### READING PASSAGE
----

I am an Ironman. I know this because Mike Riley said I was. I had a lot of time Saturday to reflect on why this announcement was so important to me. I had more time to think about it than I had hoped, but for some reason, finishing became an extraordinary goal that matter so much to me on that one day.

Ironman is Extraodinary. Maybe it's because of the incredible race organizers that think of the smallest details. It could be because of the spectators, the awesome volunteers, or the family and friends that cheer. It is extraordinary that people that survive cold, heat, wind, rain, cramps,
dehydration, and miles and miles. Sometimes they survive illness, injuries and accidents on that one day just to be declared an Ironman.

But the reason we endure the difficulties on that day is a culmination of ordinary events we endured for months. Becoming an Ironman is mostly about the commitment to get up at 5:00 for swim workouts in the dark and snow. It is about convincing yourself that sleeping in for a 6:00 run on Saturday morning will matter. Ironman is the everyday commitment to bike when you're sore, tired, or hungry. It is riding your bike on the Computrainer for 6 hours because the roads are too icy to go outside. It is wet shoes from running in the snow. It is icing your legs after mile repeats. It is crashing on your bike, stitches and shin splints. It is friends that meet you on windy days so you won't have to run alone. It affects not only where and when you take a vacation, but what you do when you get there. (I always travel with my wet suit in case I can get in an open-water workout).

----

### DATASET SECTION
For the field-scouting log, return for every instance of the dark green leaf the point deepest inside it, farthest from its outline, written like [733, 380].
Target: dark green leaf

----

### DIRECTIONS
[a] In the Ironman passage, who said that the writer is an Ironman?
[b] Rewrite the part of the Ironman passage that begins at the words "I am an Ironman." and stops after "declared an Ironman.", switching "spectators" to "fans".

### RESPONSES
[a] Mike Riley

[b]
I am an Ironman. I know this because Mike Riley said I was. I had a lot of time Saturday to reflect on why this announcement was so important to me. I had more time to think about it than I had hoped, but for some reason, finishing became an extraordinary goal that matter so much to me on that one day.

Ironman is Extraodinary. Maybe it's because of the incredible race organizers that think of the smallest details. It could be because of the fans, the awesome volunteers, or the family and friends that cheer. It is extraordinary that people that survive cold, heat, wind, rain, cramps,
dehydration, and miles and miles. Sometimes they survive illness, injuries and accidents on that one day just to be declared an Ironman.